START Excerpt to read

[HN Gopher] The second largest version of Wikipedia is written m...
       ___________________________________________________________________
        
       The second largest version of Wikipedia is written mostly by one
       bot
        
       Author : jxub
       Score  : 86 points
       Date   : 2020-02-24 12:59 UTC (10 hours ago)
        
 (HTM) web link (www.vice.com)
 (TXT) w3m dump (www.vice.com)
        
       | brokensegue wrote:
       | Slightly pedantic but the largest "Wikipedia" (depending on how
       | you define it) is http://wikidata.org/ and it's also primarily
       | written by bots.
        
         | playpause wrote:
         | That's a wiki, not a Wikipedia.
        
           | brokensegue wrote:
           | but both are wikimedia projects
        
         | suprfsat wrote:
         | And it's a data model that's actually suited to being written
         | by bots. Instead of ... whatever this is.
        
       | tangoalpha wrote:
       | Clicking on random article on
       | https://ceb.m.wikipedia.org/wiki/Espesyal:Random#/random , looks
       | like every article is that of either a tree, or an animal, or an
       | insect, or a place...
        
       | peterburkimsher wrote:
       | I discovered this in 2018, when comparing lists of languages
       | supported by different software and the number of speakers.
       | 
       | https://peterburk.github.io/i2018n/#wikipedia
       | 
       | Having machine-translated content is powerful for SEO, but I
       | don't know how practical that is for Cebuano. It would be nice
       | for English to no longer be practically required for people to
       | become computer literate.
        
         | BiteCode_dev wrote:
         | > It would be nice for English to no longer be practically
         | required for people to become computer literate.

END Excerpt to read
START Entries provided

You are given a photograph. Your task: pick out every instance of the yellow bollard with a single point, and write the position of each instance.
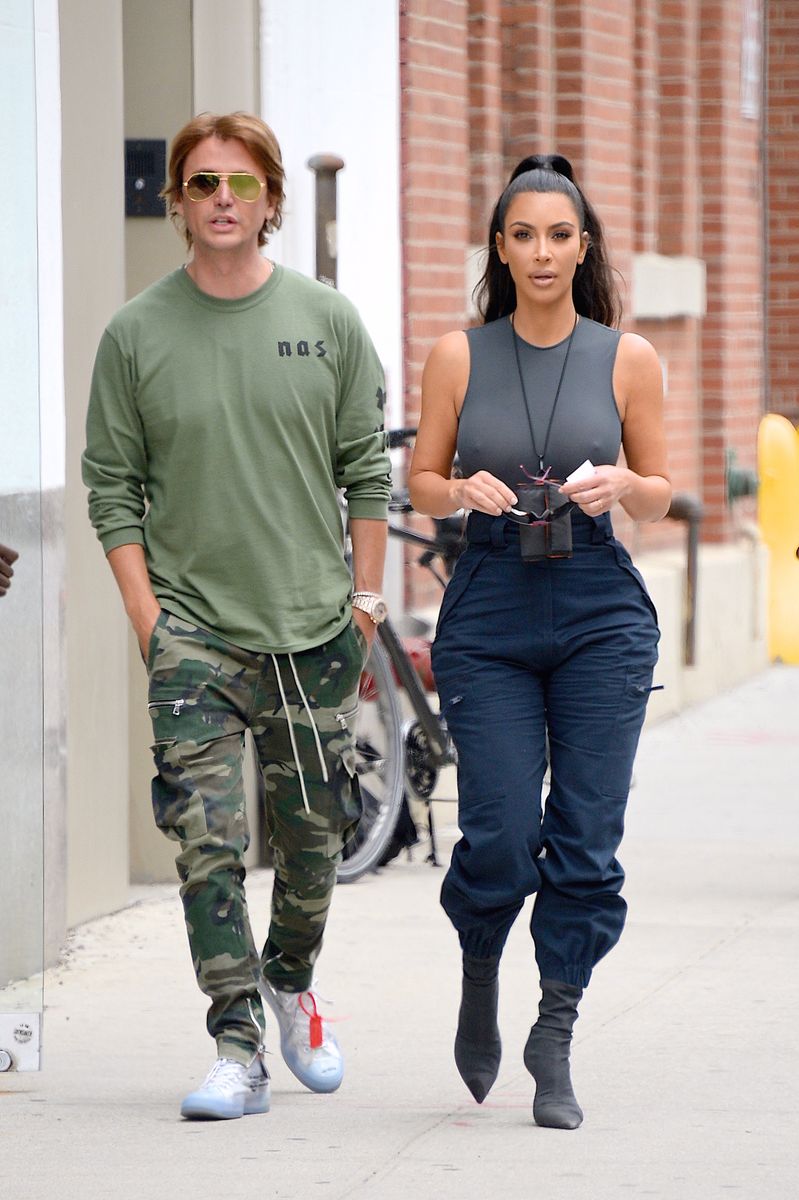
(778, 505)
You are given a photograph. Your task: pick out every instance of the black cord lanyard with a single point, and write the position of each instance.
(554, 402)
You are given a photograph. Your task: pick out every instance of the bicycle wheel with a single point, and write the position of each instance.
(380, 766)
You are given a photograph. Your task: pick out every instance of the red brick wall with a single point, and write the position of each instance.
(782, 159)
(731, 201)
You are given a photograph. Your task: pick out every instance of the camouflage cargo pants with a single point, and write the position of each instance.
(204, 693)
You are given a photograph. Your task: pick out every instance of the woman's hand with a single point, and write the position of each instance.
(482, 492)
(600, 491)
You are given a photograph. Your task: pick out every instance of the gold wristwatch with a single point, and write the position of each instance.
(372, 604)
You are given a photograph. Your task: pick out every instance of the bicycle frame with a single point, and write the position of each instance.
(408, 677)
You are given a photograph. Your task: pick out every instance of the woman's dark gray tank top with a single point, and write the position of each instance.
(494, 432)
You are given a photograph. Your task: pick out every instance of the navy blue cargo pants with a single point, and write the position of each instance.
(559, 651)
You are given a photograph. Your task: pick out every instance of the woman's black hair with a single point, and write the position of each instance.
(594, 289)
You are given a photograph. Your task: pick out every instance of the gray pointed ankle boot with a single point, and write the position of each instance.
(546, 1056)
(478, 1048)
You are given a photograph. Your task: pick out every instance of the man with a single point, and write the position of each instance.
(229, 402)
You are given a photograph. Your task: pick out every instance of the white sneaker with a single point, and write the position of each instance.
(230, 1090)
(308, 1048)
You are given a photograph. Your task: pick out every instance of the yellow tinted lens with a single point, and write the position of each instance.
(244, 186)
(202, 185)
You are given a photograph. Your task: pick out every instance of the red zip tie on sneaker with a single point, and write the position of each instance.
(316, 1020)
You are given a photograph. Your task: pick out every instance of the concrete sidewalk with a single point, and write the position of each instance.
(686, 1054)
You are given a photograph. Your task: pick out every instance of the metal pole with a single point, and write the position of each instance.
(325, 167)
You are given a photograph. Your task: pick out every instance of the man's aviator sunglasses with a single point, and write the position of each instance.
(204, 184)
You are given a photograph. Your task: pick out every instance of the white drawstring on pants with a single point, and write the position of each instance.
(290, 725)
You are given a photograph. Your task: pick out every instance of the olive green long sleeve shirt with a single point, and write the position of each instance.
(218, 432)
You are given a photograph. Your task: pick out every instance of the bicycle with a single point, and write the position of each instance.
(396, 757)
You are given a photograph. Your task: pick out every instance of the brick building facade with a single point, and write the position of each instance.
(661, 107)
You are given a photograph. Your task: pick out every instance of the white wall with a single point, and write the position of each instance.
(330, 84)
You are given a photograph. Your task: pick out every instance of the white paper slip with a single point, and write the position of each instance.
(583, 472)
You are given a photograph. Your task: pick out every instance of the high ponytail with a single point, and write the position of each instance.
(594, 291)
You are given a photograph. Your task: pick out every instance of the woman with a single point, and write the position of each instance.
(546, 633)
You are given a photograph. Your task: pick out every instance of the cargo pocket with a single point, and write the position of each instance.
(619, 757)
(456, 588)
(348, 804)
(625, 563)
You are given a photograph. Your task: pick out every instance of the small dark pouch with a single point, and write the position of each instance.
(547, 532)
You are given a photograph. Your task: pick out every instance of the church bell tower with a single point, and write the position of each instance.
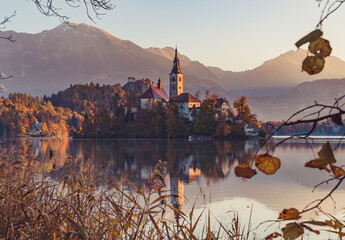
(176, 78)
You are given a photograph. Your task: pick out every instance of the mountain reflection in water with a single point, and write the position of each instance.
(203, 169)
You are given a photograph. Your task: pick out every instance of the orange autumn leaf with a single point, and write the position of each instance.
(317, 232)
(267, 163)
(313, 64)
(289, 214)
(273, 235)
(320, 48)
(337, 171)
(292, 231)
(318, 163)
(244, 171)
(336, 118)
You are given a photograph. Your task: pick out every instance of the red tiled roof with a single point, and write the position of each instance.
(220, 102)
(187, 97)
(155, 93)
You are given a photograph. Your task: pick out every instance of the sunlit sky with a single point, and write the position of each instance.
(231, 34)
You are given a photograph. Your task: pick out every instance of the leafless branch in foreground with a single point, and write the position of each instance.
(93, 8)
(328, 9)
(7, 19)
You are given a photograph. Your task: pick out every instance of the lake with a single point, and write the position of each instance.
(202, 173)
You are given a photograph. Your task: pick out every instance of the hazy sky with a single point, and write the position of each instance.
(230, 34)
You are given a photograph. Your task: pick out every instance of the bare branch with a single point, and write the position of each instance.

END Entries provided

» Required work:
Carry on the forum thread about the Wikipedia that is written mostly by a bot, starting right after its last line.

» Exercise result:
         | 
         | French here. We are terrible at english in my country.
         | 
         | Still, the fact most information in computing is shared in
         | english is a god send. Sure, you have to learn it, but then:
         | 
         | - no need to search for it in so many languages
         | 
         | - no need to produce translations of tutorials/docs/comments in
         | so many languages
         | 
         | - the community to share and communicated with is huge and
         | diverse
         | 
         | - english is way more efficient than french, spanish, german or
         | chinese to talk about technical stuff
        
           | seventh-chord wrote:
           | Genuinely curious about your last point (don't know much
           | about the topic). Is english intrinsically better at this, or
           | is it because of the presence of jargon? Is it a studied
           | phenomena, or is it something most people feel?
        
             | FalconSensei wrote:
             | In my opinion, jargon helps, but English is just easier to
             | learn and shorter to communicate.
             | 
             | My first language is Portuguese, and English was not so
             | hard for me to learn. I studied a bit of French and it was
             | ok, but not as easy as English. And this considering it
             | should be a bit easier since Portuguese is my main
             | language.
             | 
             | Now I'm studying German and... it's way harder than English
             | and French. At least, way more verbose and which more
             | complex grammar rules and conjugations.
        
             | reaperducer wrote:
             | I can see that being true. Many of the web sites I build
             | are multi-lingual, and when designing for many languages,
             | you have to take into consideration that certain languages
             | take many more characters or words to express an idea than
             | in English.
             | 
             | Off the top of my head, I believe we factor in 15% more
             | text space for Spanish. German is something like 60% more.
        
               | kevingadd wrote:
               | When localizing software also it's a general rule of
               | thumb that your on-screen UI spaces need to be something
               | like 40% bigger than the English text that goes in them
               | since the German equivalent is always going to be way
               | bigger. It's common for it to turn out half-way through
               | localization that some of your text doesn't fit anymore.
               | 
               | (FWIW, this also happens when swapping from ideographic
               | languages to English - western localizations of Japanese
               | video games often end up with very small text as a
               | result.)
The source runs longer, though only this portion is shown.